Spectacle unique au monde

Sur la photo se succèdent palais aux façades colorées (les bonnes fortunes des siècles passés aimaient entretenir une résidence en des lieux aussi saints), masures plus humbles et boutiques pour pèlerins. Surtout, les fameux escaliers de granite, ici on dit les ghâts, se succèdent sur environ 7 kilomètres et garantissent un spectacle unique au monde.

Grimper dès mâtines sur une barcasse afin de se trouver face à la scène terriblement colorée, invariablement animée, qui se tient côté terre. Piège à touriste, certes, mais les tarifs pratiqués en Inde ne ruinent guère pour savourer cet épisode de voyeurisme assumé. Théoriquement, il est interdit de photographie, encore plus de filmer. L’homme du bateau se montrera compréhensif, surtout en échange de quelques roupies supplémentaires.

D’une part, la vie. Solitaires, familles entières, jeunes couples, tout le monde procède à de soigneuses ablutions. On se lave les dents, les pieds, les cheveux, probablement le fessier dans une eau marronnasse à faire bondir un écolo fut-il moyennement vertueux. Jeter offrandes et fleurs en vrac dans le courant va de soi, comme piquer une tête histoire de se dégourdir ou de s’enduire de la précieuse eau. Remarquer aussi qu’on se gargarise, que les vertueuses épouses battent contre la pierre le linge juste lessivé, qu’on se cure les ongles et qu’on n’hésite pas à siffler un petit gorgeon de l’eau qui court, il fait si chaud… Ambiance joyeuse ou recueillie, yogi en pleine méditation, des enfants jouent en s’éclaboussant, une poignée de buffles noirs se joint à la compagnie, on étend en grand les saris de toutes les couleurs et tout va bien.
--------
Énoncé :: D'après le texte sur les ghâts, sur quelle distance environ s'étendent les escaliers de granite ?
--------
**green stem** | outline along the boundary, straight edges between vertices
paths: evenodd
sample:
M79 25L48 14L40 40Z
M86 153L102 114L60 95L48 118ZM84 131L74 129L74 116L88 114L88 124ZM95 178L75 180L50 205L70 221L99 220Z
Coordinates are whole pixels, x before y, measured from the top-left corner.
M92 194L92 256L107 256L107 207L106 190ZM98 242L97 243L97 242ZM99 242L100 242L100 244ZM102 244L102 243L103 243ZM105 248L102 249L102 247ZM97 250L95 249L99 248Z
--------
Résultat final :: Sur environ 7 kilomètres.